→ **Requirements**
Render all of the data below as a numbered list without any blank lines, and leave the pictures out of the answer.

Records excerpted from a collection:
◇ ◇ ◇ ◇ ◇
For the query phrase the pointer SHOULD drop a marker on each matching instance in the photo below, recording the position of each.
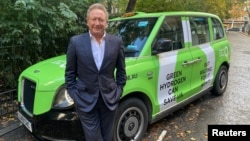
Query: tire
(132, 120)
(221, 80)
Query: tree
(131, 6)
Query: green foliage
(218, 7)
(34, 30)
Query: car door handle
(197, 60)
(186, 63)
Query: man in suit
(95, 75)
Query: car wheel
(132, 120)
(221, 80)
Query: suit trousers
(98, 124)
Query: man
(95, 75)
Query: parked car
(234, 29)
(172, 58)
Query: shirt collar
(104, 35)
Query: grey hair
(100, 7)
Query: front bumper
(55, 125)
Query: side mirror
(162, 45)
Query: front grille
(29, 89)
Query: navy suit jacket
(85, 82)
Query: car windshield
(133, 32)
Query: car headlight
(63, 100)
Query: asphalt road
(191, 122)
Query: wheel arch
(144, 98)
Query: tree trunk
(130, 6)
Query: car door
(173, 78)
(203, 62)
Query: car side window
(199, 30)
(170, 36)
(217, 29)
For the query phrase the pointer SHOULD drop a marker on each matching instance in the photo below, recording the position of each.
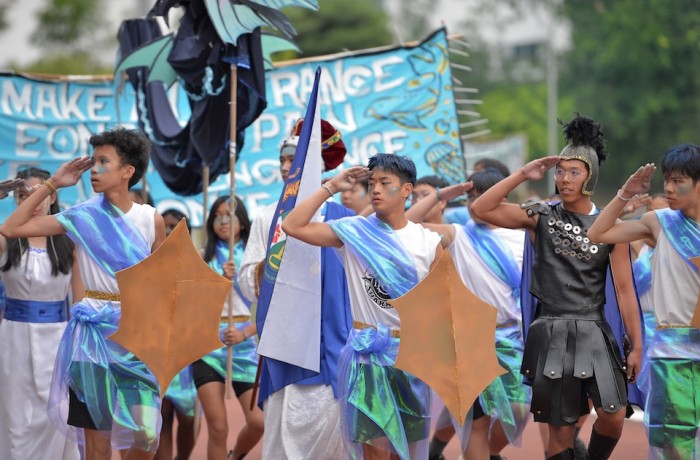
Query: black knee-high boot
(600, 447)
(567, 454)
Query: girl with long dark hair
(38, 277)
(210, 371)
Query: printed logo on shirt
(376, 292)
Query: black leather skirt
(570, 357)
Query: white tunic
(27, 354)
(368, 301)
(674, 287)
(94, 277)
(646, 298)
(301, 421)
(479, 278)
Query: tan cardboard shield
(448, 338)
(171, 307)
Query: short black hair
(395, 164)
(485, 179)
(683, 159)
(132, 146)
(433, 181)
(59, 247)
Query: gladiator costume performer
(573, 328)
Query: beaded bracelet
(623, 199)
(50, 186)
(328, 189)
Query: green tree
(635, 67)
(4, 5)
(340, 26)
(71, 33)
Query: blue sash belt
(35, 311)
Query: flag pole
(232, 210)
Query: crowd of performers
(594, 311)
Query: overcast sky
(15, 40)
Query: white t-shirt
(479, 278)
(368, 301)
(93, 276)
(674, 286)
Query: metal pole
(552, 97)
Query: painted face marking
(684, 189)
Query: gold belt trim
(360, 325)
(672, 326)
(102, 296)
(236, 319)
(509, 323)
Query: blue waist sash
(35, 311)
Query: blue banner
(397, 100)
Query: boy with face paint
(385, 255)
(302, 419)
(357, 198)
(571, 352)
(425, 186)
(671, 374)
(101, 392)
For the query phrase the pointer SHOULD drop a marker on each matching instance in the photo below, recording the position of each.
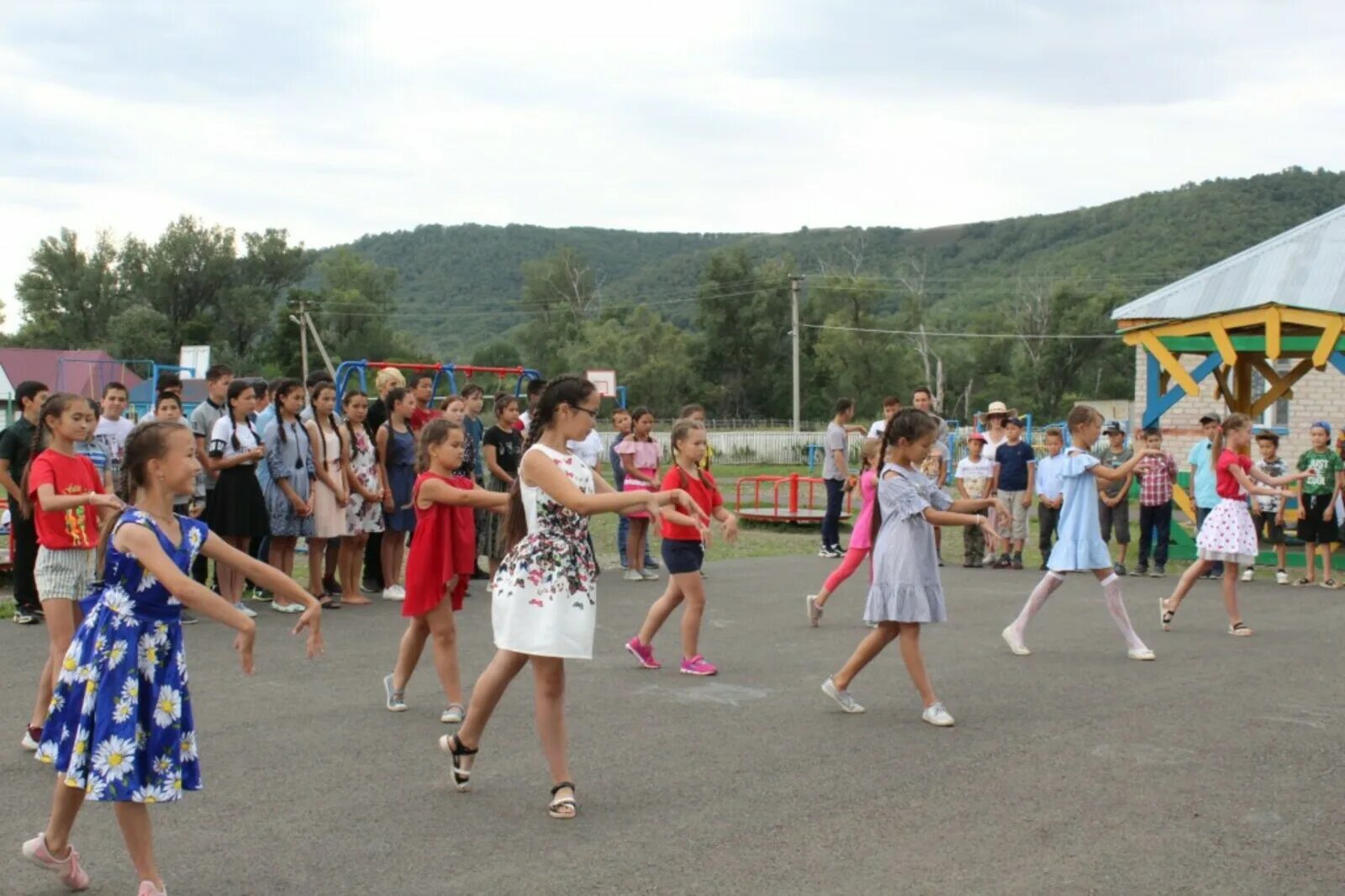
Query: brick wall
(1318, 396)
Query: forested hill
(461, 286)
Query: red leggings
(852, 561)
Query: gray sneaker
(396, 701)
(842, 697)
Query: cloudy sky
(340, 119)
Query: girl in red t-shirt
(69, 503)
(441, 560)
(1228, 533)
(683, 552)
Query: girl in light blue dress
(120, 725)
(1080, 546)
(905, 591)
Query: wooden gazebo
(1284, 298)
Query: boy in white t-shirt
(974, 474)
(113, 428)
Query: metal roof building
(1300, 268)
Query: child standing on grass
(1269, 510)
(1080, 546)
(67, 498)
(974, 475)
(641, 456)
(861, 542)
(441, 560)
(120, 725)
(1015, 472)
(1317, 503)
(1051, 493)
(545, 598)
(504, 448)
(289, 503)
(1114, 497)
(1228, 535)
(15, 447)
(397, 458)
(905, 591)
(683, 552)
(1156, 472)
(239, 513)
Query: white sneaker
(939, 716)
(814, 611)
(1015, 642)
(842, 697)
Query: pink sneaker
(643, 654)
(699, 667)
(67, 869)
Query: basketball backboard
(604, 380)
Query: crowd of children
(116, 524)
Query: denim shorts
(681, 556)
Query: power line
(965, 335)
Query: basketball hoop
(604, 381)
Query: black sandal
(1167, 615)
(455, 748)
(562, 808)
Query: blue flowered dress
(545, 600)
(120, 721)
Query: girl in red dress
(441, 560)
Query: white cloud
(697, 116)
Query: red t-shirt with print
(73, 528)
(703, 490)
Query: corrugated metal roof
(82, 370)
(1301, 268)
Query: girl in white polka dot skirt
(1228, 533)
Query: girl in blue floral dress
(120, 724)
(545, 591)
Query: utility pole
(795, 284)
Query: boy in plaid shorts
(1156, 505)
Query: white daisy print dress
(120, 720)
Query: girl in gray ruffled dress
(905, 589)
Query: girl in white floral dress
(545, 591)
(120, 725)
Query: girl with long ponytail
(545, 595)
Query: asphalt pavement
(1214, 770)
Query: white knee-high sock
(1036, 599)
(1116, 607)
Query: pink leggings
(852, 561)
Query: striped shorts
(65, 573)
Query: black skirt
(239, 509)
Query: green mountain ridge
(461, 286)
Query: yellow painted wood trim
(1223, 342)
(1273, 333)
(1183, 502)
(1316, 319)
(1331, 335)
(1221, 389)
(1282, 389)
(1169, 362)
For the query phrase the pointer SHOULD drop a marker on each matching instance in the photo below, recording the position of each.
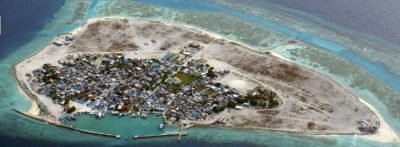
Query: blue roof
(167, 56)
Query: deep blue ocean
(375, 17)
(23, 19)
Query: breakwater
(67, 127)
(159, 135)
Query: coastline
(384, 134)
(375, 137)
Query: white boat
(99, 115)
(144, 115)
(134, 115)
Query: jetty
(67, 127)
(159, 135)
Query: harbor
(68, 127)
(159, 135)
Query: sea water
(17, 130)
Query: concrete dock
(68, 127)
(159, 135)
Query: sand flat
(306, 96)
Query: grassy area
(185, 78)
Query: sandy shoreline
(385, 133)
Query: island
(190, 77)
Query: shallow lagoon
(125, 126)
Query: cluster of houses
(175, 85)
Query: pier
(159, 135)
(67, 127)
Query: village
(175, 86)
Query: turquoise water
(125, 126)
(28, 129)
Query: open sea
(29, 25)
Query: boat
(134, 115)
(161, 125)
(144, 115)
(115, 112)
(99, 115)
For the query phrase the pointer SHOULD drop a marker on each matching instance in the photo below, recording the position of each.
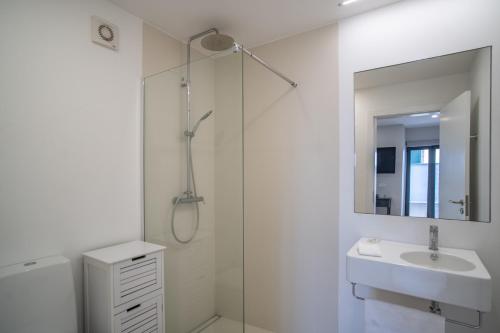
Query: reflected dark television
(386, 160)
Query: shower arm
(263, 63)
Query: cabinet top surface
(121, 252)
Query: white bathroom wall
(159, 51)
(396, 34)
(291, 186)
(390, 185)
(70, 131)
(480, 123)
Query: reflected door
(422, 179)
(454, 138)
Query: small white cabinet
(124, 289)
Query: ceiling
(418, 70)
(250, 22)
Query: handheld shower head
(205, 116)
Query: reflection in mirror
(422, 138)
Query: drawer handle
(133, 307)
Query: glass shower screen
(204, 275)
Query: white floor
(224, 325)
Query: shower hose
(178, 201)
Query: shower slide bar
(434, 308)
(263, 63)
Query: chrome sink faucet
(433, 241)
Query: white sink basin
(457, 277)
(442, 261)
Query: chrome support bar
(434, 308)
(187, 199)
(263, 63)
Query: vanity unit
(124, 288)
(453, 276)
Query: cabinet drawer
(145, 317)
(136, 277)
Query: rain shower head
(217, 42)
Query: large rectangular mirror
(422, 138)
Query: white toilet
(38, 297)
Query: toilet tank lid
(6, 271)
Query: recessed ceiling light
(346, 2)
◇ ◇ ◇ ◇ ◇
→ **Correct response**
1. For the query phrase the pointer SHOULD drop a marker on each matching instance in the photo below, recording the position of each.
2. Query: tire
3. (132, 120)
4. (221, 80)
5. Query: tree
6. (131, 6)
7. Query: green foliage
8. (218, 7)
9. (34, 30)
10. Query: car door handle
11. (197, 60)
12. (186, 63)
13. Query: man in suit
14. (95, 75)
15. Query: car wheel
16. (132, 120)
17. (221, 80)
18. Query: suit trousers
19. (98, 124)
20. Query: man
21. (95, 75)
22. Query: parked car
23. (234, 29)
24. (172, 58)
25. Query: shirt collar
26. (104, 35)
27. Query: grey hair
28. (100, 7)
29. Query: front bumper
30. (55, 125)
31. Query: side mirror
32. (162, 45)
33. Query: front grille
34. (29, 89)
35. Query: navy suit jacket
36. (85, 82)
37. Query: car windshield
38. (133, 32)
39. Query: car headlight
40. (63, 100)
41. Query: asphalt road
42. (191, 122)
43. Query: wheel arch
44. (144, 98)
45. Query: tree trunk
46. (130, 6)
47. Query: car door
48. (173, 78)
49. (203, 62)
50. Query: car side window
51. (199, 30)
52. (170, 36)
53. (217, 29)
54. For the query phrase the pointer SHOULD drop a marker on each matching instance in the photo below, recording the position of each.
55. Query: black knee-high boot
56. (600, 447)
57. (567, 454)
58. Query: girl with long dark hair
59. (38, 277)
60. (210, 371)
61. Query: printed logo on shirt
62. (376, 292)
63. Query: black leather skirt
64. (570, 357)
65. Query: white tunic
66. (27, 354)
67. (368, 301)
68. (674, 287)
69. (94, 277)
70. (646, 298)
71. (301, 421)
72. (479, 278)
73. Query: tan cardboard shield
74. (448, 338)
75. (171, 307)
76. Query: short black hair
77. (395, 164)
78. (485, 179)
79. (683, 159)
80. (132, 146)
81. (433, 181)
82. (59, 247)
83. Query: gladiator costume performer
84. (573, 328)
85. Query: beaded bracelet
86. (623, 199)
87. (50, 186)
88. (328, 189)
89. Query: green tree
90. (635, 67)
91. (4, 5)
92. (340, 26)
93. (71, 33)
94. Query: blue sash belt
95. (35, 311)
96. Query: flag pole
97. (232, 210)
98. Query: crowd of performers
99. (594, 311)
100. Query: overcast sky
101. (15, 40)
102. Query: white t-shirt
103. (479, 278)
104. (368, 301)
105. (93, 276)
106. (674, 286)
107. Query: metal pole
108. (552, 97)
109. Query: painted face marking
110. (684, 189)
111. Query: gold belt trim
112. (360, 325)
113. (672, 326)
114. (102, 296)
115. (236, 319)
116. (509, 323)
117. Query: blue waist sash
118. (35, 311)
119. Query: blue banner
120. (397, 100)
121. Query: boy with face paint
122. (385, 255)
123. (302, 419)
124. (357, 198)
125. (571, 352)
126. (425, 186)
127. (671, 374)
128. (101, 392)
129. For the query phrase the pointer SHOULD drop a marker on each matching instance in the photo below, recording the position of each.
130. Query: brick wall
131. (1318, 396)
132. Query: forested hill
133. (461, 286)
134. Query: red leggings
135. (852, 561)
136. Query: gray sneaker
137. (396, 701)
138. (842, 697)
139. Query: cloudy sky
140. (340, 119)
141. Query: girl in red t-shirt
142. (69, 503)
143. (441, 560)
144. (1228, 533)
145. (683, 552)
146. Query: girl in light blue dress
147. (120, 725)
148. (1080, 546)
149. (905, 591)
150. Query: wooden gazebo
151. (1284, 298)
152. Query: boy in white t-shirt
153. (974, 474)
154. (113, 428)
155. Query: metal roof building
156. (1300, 268)
157. Query: child standing on grass
158. (1269, 510)
159. (1080, 546)
160. (67, 498)
161. (974, 475)
162. (641, 456)
163. (861, 542)
164. (441, 560)
165. (120, 725)
166. (1015, 472)
167. (1317, 503)
168. (1051, 493)
169. (545, 598)
170. (504, 448)
171. (289, 503)
172. (1114, 497)
173. (1228, 535)
174. (15, 447)
175. (397, 458)
176. (905, 591)
177. (683, 552)
178. (1156, 472)
179. (239, 513)
180. Query: white sneaker
181. (939, 716)
182. (814, 611)
183. (1015, 642)
184. (842, 697)
185. Query: pink sneaker
186. (643, 654)
187. (699, 667)
188. (67, 869)
189. Query: basketball backboard
190. (604, 380)
191. Query: crowd of children
192. (116, 524)
193. Query: denim shorts
194. (681, 556)
195. Query: power line
196. (965, 335)
197. Query: basketball hoop
198. (604, 381)
199. Query: black sandal
200. (1167, 615)
201. (455, 748)
202. (562, 808)
203. Query: blue flowered dress
204. (545, 600)
205. (120, 721)
206. Query: girl in red dress
207. (441, 560)
208. Query: white cloud
209. (697, 116)
210. Query: red t-shirt with print
211. (73, 528)
212. (703, 490)
213. Query: corrugated metal roof
214. (82, 370)
215. (1301, 268)
216. Query: girl in white polka dot skirt
217. (1228, 533)
218. Query: girl in blue floral dress
219. (120, 724)
220. (545, 591)
221. Query: utility pole
222. (795, 284)
223. Query: boy in plaid shorts
224. (1156, 505)
225. Query: white daisy print dress
226. (120, 720)
227. Query: girl in gray ruffled dress
228. (905, 589)
229. Query: girl in white floral dress
230. (545, 591)
231. (120, 725)
232. Query: girl with long ponytail
233. (545, 595)
234. Query: asphalt pavement
235. (1214, 770)
236. Query: white knee-high sock
237. (1036, 599)
238. (1116, 607)
239. Query: pink leggings
240. (852, 561)
241. Query: striped shorts
242. (65, 573)
243. Query: black skirt
244. (239, 509)
245. Query: green mountain ridge
246. (461, 286)
247. Query: yellow painted wood trim
248. (1223, 342)
249. (1273, 333)
250. (1183, 502)
251. (1316, 319)
252. (1331, 335)
253. (1221, 389)
254. (1282, 389)
255. (1169, 362)
256. For the query phrase the pointer SHOULD drop a marker on each matching instance in the photo below, recording the position of each.
257. Query: blue roof
258. (167, 56)
259. Query: deep blue ocean
260. (375, 17)
261. (23, 19)
262. Query: breakwater
263. (67, 127)
264. (159, 135)
265. Query: coastline
266. (384, 134)
267. (375, 137)
268. Query: white boat
269. (99, 115)
270. (144, 115)
271. (134, 115)
272. Query: jetty
273. (67, 127)
274. (159, 135)
275. Query: harbor
276. (68, 127)
277. (159, 135)
278. Query: sea water
279. (17, 130)
280. Query: concrete dock
281. (68, 127)
282. (159, 135)
283. Query: sand flat
284. (306, 96)
285. Query: grassy area
286. (185, 78)
287. Query: sandy shoreline
288. (385, 133)
289. Query: island
290. (190, 77)
291. Query: shallow lagoon
292. (125, 126)
293. Query: cluster of houses
294. (175, 85)
295. Query: pier
296. (159, 135)
297. (67, 127)
298. Query: village
299. (175, 86)
300. Query: turquoise water
301. (125, 126)
302. (28, 129)
303. Query: open sea
304. (29, 25)
305. Query: boat
306. (134, 115)
307. (161, 125)
308. (144, 115)
309. (115, 112)
310. (99, 115)
311. For the query phrase the pointer SHOULD drop a marker on each matching instance in the photo below, recording the position of each.
312. Query: reflected dark television
313. (386, 160)
314. Query: shower arm
315. (263, 63)
316. Query: cabinet top surface
317. (121, 252)
318. Query: white bathroom wall
319. (159, 51)
320. (396, 34)
321. (291, 186)
322. (390, 185)
323. (70, 131)
324. (480, 123)
325. Query: reflected door
326. (422, 179)
327. (454, 138)
328. Query: small white cabinet
329. (124, 289)
330. Query: ceiling
331. (418, 70)
332. (250, 22)
333. Query: handheld shower head
334. (205, 116)
335. Query: reflection in mirror
336. (422, 138)
337. Query: drawer handle
338. (133, 307)
339. Query: glass shower screen
340. (204, 275)
341. Query: white floor
342. (224, 325)
343. Query: shower hose
344. (178, 201)
345. Query: shower slide bar
346. (434, 308)
347. (263, 63)
348. Query: chrome sink faucet
349. (433, 241)
350. Query: white sink basin
351. (457, 277)
352. (442, 261)
353. Query: chrome support bar
354. (434, 308)
355. (187, 199)
356. (263, 63)
357. Query: vanity unit
358. (124, 288)
359. (453, 276)
360. Query: cabinet drawer
361. (145, 317)
362. (136, 277)
363. Query: rain shower head
364. (217, 42)
365. Query: large rectangular mirror
366. (422, 138)
367. Query: white toilet
368. (38, 297)
369. Query: toilet tank lid
370. (6, 271)
371. Query: recessed ceiling light
372. (346, 2)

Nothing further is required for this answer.